WRITTEN INSTRUCTION 1:
Print the stretch of the blog comments from "For my second" through "problems this brings.", word for word.

GIVEN PASSAGE:
__________________________________________________

Haha, love that Kathryn. Hope you find something of interest in Ms Google!
All of the chains have been interesting to read this month, perhaps because I’ve actually read the starting book. I haven’t read many in your chain, but am tempted to add a couple of them to my TBR pile.
Oh thanks, Melinda. Do you care to say which ones in particular captured your interest?
Now I want to read Everything is Illuminated. Super job!
Thanks hopewells (if I may call you that). If you do read it, I’d love to hear what you thought.
I review what I read!
Yes, me too.
This meme always throws up some curious links doesn’t it. Luckily I hadn’t read your chain post before creating mine otherwise it would have looked like I’d copied your thinking for link 1 since I did end up with Enduring Love. Tasmanian gothic is a new concept for me
It does, I agree Karen. I remember in a recent meme two started off with the same link. That’s almost as surprising, I think, as being hugely divergent.
The landscape is an important part of the starter, so for my first book I’ve gone for “Storm Boy” by Colin Thorpe. This story is set on the windswept beaches of SA’s Coorong.
For my second choice, another book by Thiele, “The Sun on the Stubble”, set in the Barossa Valley. One of the episodes in this book is about the purchase of a new car (a model T Ford, if I remember correctly), and all the problems this brings.
Motor cars also cause problems for Mr Toad, in “Wind in the Willows” by Grahame Green. I think the titles provide a second link! Near the end of the story there is a ferocious battle to retrieve Toad Hall.
Ferocious battles bring to mind Logan Ninefingers, the hero (anti-hero?) of “The Blade Itself”, by Joe Abercrombie. Yes, fantasy. But Abercrombie has a wicked sense of humour, and his characters are well fleshed. Definitely worth a read. The setting is mediaeval.
Another story with a mediaeval setting is “The Sword in the Stone” by T H White. Probably funnier than the Disney cartoon adaptation, and the rest of the stories in the series are for adults, not children.
That’s only five links, but we’ve gone from a rock to a stone, so seems like a good place to stop!
I’ll give you that Neil, that is, stopping at a rock to a stone. I like that you got Mr Toad in there.
I fear it was inevitable. He is a larger than life character who demands attention!
He does! And I’m glad he grabbed your attention in this case!
I haven’t read Picnic at Hanging Rock – or any of the books in your chain! But I do like the sound of ‘Picnic’ and of the Tasmanian gothic books. My chain went off in a completely different line – http://www.booksplease.org/2017/07/01/six-degrees-from-picnic-at-hanging-rock-to-a-study-in-scarlet/
Thanks Margaret. I’ll come have a look at yours.
This is an interesting meme. And thank you for sharing. 🙂 I am instantly attracted to ‘Dog Boy’. I should read that book soon. 🙂
Ah, thanks Deepika. What attracted you to that one in particular? It’s a great read though so I’d be interested to hear what you think if you do manage to read it.
I am an animal lover, Sue. So, it felt like a perfect read. Let me see if I can grab a copy here.
Yes I am too. Good luck. Let me know if you can’t find it.
Hi Sue, I’ve been holidaying in Portugal and now catching up with emails. Once I saw Six Degrees today I couldn’t help but respond. I remained in Australia. From Picninc at Hanging Rock, I raced to Picninc Races by Dymphna Cusack; and then found Snake by Kate Jennings (which I loved); I saw lots of Eucalptus in Portugal so Eucalyptus by Murray Bail; I looked further into the sky, The Service of Clouds by Delia Falconer (another favourite of mine), and finished with The Hill of Content (Bookshop in Melbourne), by A H Spencer.
Oh, Portugal us great isn’t it. Hope you had a good time. Love your choices, particularly Picnic races. Good one.

__________________________________________________

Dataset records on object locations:
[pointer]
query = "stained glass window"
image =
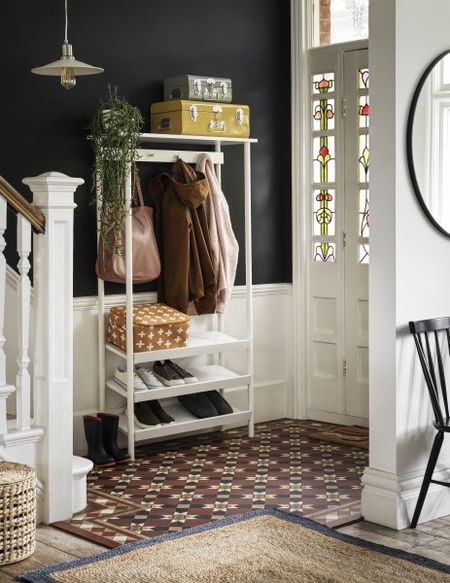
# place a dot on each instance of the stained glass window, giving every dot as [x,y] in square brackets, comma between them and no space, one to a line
[325,252]
[363,78]
[324,166]
[364,158]
[363,166]
[323,111]
[364,218]
[363,111]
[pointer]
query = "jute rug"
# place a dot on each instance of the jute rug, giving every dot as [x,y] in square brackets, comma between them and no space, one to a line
[267,546]
[354,436]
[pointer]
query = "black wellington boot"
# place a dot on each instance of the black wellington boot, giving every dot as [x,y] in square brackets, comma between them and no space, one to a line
[96,452]
[110,426]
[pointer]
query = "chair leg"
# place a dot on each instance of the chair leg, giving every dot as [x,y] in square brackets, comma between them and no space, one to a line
[437,444]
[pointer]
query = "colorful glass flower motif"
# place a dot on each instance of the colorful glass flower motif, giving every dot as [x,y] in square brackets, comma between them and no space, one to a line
[364,160]
[324,252]
[324,85]
[364,109]
[324,156]
[364,73]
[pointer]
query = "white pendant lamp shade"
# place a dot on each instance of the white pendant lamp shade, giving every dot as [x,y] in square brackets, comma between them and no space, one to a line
[67,67]
[67,61]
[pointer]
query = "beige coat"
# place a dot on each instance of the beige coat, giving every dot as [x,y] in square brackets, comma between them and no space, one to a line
[224,246]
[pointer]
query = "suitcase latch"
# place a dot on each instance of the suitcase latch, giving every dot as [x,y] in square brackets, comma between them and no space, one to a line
[193,112]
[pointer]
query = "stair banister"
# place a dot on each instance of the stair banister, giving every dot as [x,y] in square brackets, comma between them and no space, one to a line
[53,195]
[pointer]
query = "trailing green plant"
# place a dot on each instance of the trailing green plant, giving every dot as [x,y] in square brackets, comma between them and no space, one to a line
[115,129]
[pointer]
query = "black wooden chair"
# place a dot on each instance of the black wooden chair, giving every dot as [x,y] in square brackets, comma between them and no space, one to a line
[430,336]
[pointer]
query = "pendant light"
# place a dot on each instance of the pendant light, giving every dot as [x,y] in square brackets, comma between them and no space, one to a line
[67,67]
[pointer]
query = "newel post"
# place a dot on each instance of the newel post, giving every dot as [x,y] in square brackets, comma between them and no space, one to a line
[53,194]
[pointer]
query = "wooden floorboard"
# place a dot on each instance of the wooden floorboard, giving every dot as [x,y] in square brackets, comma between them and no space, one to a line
[431,539]
[52,546]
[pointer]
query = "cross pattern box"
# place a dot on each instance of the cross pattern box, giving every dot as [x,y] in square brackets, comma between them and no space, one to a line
[155,327]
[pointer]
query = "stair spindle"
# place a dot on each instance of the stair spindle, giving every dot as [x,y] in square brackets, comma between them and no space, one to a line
[23,359]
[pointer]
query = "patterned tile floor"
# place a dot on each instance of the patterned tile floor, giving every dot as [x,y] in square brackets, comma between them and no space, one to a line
[179,484]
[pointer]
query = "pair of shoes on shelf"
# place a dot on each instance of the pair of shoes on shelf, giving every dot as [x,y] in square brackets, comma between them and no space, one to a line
[209,404]
[143,378]
[150,414]
[101,436]
[171,374]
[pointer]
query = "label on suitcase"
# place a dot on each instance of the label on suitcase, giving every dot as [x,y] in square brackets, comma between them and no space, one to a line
[193,118]
[197,88]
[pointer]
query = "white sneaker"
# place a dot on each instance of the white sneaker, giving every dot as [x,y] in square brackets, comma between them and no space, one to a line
[120,376]
[149,378]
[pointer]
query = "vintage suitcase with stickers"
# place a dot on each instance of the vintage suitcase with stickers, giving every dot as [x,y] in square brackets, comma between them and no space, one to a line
[200,118]
[197,88]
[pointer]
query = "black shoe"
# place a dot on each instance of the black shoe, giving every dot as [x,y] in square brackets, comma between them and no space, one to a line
[94,437]
[223,407]
[199,405]
[110,426]
[144,416]
[159,412]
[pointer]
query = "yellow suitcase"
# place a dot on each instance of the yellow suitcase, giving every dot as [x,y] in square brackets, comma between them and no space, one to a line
[195,118]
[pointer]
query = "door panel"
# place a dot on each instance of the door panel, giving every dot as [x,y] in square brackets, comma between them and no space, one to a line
[338,284]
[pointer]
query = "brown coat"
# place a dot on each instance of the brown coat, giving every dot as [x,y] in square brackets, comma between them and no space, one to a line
[187,272]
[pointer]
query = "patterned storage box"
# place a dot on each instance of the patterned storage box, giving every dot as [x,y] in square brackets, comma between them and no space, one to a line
[155,327]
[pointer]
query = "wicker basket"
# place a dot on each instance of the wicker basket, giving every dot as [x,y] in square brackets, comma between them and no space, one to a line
[17,512]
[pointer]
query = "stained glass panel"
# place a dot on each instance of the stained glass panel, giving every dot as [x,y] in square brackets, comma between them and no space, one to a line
[324,252]
[323,213]
[364,158]
[323,114]
[363,253]
[364,78]
[363,111]
[324,162]
[323,83]
[364,216]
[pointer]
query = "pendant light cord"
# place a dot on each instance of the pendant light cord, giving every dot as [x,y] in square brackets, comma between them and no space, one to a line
[65,35]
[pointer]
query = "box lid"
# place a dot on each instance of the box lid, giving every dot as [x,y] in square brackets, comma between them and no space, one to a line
[152,314]
[185,105]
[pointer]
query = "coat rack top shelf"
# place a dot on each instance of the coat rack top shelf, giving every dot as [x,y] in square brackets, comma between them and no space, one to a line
[205,140]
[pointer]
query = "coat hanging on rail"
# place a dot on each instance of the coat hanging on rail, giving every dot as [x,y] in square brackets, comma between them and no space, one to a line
[224,246]
[187,272]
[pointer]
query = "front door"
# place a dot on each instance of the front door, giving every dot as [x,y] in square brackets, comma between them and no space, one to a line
[338,325]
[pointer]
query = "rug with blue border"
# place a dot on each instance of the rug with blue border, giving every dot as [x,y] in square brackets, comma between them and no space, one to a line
[263,545]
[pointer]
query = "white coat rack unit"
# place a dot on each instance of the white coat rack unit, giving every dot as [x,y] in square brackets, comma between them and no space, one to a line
[213,343]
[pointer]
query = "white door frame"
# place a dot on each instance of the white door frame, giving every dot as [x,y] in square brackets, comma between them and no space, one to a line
[301,33]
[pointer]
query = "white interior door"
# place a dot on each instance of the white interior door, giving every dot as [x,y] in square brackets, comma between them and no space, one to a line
[338,282]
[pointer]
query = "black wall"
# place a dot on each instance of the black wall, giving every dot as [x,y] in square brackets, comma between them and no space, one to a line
[138,43]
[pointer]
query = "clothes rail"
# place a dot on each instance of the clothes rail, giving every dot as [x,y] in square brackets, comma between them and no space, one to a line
[161,156]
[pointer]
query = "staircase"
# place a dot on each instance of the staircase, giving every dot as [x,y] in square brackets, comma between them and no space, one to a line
[36,381]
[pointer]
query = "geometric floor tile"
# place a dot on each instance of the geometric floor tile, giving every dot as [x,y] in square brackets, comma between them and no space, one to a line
[195,480]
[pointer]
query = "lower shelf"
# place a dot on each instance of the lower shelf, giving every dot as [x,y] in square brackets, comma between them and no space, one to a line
[184,423]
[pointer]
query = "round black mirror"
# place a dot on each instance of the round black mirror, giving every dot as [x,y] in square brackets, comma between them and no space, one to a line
[428,142]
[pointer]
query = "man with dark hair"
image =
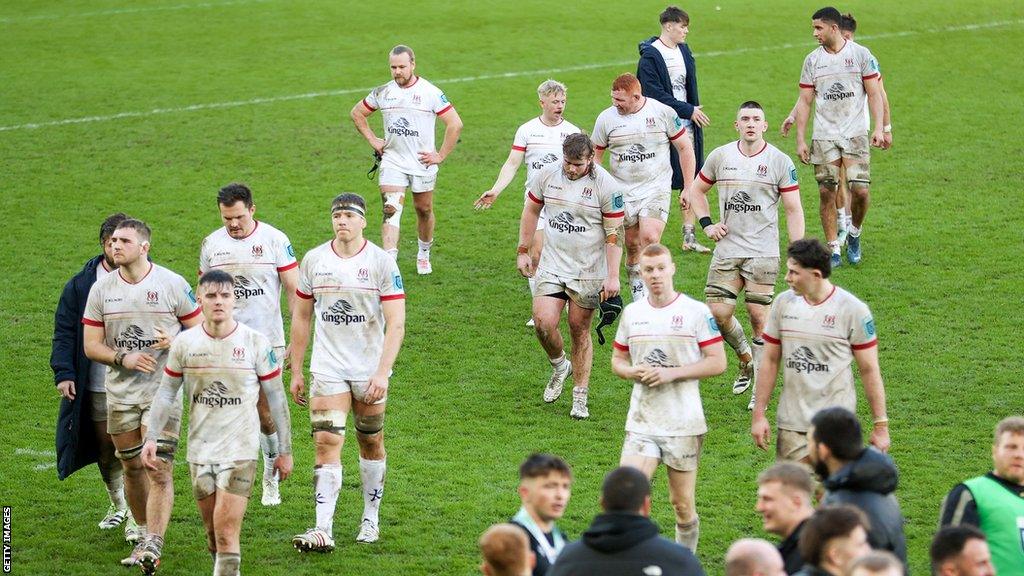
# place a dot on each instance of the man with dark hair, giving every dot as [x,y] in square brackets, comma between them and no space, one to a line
[221,369]
[668,73]
[834,537]
[262,261]
[131,317]
[838,78]
[753,177]
[665,344]
[961,550]
[994,502]
[545,487]
[821,330]
[580,261]
[857,476]
[355,290]
[623,539]
[410,106]
[80,382]
[785,497]
[506,551]
[638,132]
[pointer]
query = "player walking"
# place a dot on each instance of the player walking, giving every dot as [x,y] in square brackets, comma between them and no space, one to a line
[356,292]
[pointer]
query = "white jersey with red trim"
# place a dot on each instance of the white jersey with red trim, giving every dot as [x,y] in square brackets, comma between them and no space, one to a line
[638,147]
[749,191]
[817,345]
[348,333]
[669,336]
[221,378]
[409,122]
[129,315]
[838,80]
[256,262]
[542,144]
[573,241]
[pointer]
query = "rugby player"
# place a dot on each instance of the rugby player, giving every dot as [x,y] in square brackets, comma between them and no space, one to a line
[262,261]
[752,176]
[223,367]
[580,261]
[838,77]
[665,344]
[356,292]
[637,131]
[410,106]
[130,319]
[816,331]
[539,142]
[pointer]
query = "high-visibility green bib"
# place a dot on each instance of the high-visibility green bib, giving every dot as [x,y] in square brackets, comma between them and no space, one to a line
[1001,513]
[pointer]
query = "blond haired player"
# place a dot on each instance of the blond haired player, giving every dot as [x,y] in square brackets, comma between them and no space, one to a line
[355,291]
[262,262]
[130,319]
[539,142]
[666,343]
[753,176]
[637,131]
[410,106]
[222,366]
[580,261]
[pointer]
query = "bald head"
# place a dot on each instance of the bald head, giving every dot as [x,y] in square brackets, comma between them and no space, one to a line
[506,551]
[753,557]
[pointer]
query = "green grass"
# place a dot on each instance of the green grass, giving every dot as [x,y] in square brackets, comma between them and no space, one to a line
[940,271]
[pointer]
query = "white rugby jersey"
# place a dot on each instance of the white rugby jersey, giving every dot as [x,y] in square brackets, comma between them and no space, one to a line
[669,336]
[409,121]
[749,191]
[839,89]
[542,144]
[817,345]
[256,262]
[573,241]
[638,147]
[221,378]
[129,315]
[348,333]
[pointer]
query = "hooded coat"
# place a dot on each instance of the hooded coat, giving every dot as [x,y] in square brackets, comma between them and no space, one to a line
[621,543]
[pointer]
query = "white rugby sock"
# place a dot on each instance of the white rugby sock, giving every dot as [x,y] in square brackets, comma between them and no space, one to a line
[327,484]
[226,564]
[372,475]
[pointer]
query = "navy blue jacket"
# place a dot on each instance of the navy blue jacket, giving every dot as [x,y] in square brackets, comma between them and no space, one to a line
[76,442]
[654,82]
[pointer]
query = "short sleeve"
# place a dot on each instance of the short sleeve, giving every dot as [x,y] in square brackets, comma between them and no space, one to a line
[389,280]
[93,315]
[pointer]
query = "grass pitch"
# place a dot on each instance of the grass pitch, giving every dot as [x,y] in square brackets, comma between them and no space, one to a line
[150,107]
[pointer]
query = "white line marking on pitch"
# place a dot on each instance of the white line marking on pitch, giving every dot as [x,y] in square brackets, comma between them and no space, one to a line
[119,11]
[307,95]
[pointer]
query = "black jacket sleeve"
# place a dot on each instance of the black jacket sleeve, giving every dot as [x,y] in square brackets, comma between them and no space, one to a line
[66,343]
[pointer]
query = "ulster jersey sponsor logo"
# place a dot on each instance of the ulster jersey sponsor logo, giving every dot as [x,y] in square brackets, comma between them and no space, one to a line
[636,153]
[565,222]
[245,288]
[803,361]
[214,396]
[741,202]
[132,338]
[400,127]
[342,313]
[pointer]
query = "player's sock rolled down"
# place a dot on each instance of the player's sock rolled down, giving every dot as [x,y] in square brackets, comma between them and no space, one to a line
[227,564]
[733,334]
[327,484]
[372,474]
[688,534]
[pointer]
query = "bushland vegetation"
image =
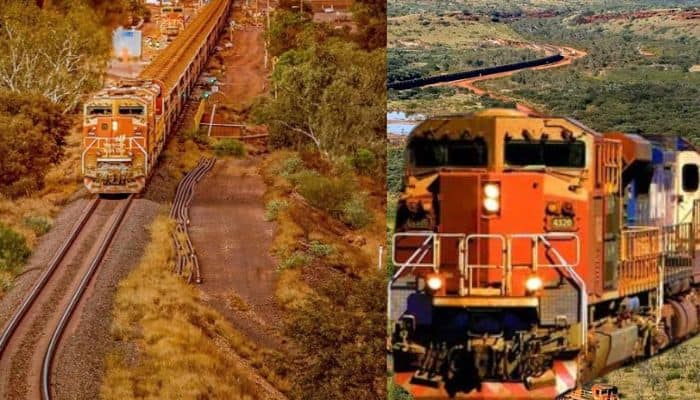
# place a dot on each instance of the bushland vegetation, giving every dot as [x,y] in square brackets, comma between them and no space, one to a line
[49,58]
[181,357]
[327,89]
[329,286]
[326,193]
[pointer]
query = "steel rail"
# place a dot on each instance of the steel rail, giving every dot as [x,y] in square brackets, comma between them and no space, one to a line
[80,290]
[180,213]
[46,275]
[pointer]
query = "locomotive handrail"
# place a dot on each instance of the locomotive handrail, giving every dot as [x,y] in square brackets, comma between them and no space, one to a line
[466,269]
[545,238]
[131,140]
[430,236]
[583,292]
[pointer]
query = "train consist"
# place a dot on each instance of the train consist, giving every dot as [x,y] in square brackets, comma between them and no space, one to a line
[125,125]
[534,254]
[455,76]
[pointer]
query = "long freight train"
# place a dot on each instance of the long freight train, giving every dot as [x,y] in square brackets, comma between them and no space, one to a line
[125,125]
[534,254]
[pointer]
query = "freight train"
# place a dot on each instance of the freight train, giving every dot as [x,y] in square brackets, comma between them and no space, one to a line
[125,125]
[455,76]
[534,254]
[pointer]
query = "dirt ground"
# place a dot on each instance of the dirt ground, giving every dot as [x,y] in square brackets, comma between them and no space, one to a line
[228,229]
[232,241]
[245,75]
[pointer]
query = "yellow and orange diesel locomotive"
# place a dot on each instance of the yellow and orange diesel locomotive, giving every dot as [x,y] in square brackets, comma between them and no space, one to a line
[125,125]
[534,254]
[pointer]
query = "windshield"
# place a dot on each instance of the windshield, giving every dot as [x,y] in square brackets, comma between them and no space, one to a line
[427,153]
[548,153]
[99,110]
[130,110]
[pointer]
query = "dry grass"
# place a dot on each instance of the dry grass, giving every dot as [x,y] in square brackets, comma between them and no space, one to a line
[672,375]
[60,185]
[300,225]
[184,350]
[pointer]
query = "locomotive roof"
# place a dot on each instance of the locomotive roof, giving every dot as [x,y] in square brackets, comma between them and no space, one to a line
[457,126]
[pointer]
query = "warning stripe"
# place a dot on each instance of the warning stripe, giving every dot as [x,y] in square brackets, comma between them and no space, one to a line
[566,373]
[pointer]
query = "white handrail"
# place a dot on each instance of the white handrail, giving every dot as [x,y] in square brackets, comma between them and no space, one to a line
[583,293]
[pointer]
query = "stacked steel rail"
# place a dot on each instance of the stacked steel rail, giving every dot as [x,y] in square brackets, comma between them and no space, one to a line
[187,261]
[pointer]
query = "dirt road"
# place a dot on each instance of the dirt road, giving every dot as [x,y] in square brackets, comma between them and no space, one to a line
[570,54]
[245,75]
[228,228]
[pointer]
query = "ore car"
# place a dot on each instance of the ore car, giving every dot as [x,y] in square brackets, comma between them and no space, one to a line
[533,254]
[126,124]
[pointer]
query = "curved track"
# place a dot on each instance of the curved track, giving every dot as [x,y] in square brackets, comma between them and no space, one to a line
[31,338]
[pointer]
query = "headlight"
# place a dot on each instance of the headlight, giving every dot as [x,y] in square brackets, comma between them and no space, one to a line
[434,283]
[492,194]
[492,190]
[533,283]
[491,205]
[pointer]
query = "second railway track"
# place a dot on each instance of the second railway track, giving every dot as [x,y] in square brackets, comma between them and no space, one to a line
[31,338]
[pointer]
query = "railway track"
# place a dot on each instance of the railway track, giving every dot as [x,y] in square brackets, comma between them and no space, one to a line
[187,261]
[31,338]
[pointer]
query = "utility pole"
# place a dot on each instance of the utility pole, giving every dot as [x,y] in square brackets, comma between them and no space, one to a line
[267,42]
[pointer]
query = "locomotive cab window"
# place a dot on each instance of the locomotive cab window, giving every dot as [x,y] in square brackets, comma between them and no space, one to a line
[545,153]
[99,110]
[691,177]
[428,153]
[130,110]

__________________________________________________

WRITTEN INSTRUCTION 2:
Extract every line from the rows above that contains the string "roof", matching case exactly.

COMPLETE OUTPUT 1:
For my second choice, another book by Thiele, “The Sun on the Stubble”, set in the Barossa Valley. One of the episodes in this book is about the purchase of a new car (a model T Ford, if I remember correctly), and all the problems this brings.

COMPLETE OUTPUT 2:
query = "locomotive roof"
# place a dot on each instance of the locomotive roof, giving every dot as [x,y] in square brackets, comma between them and no space, one to a line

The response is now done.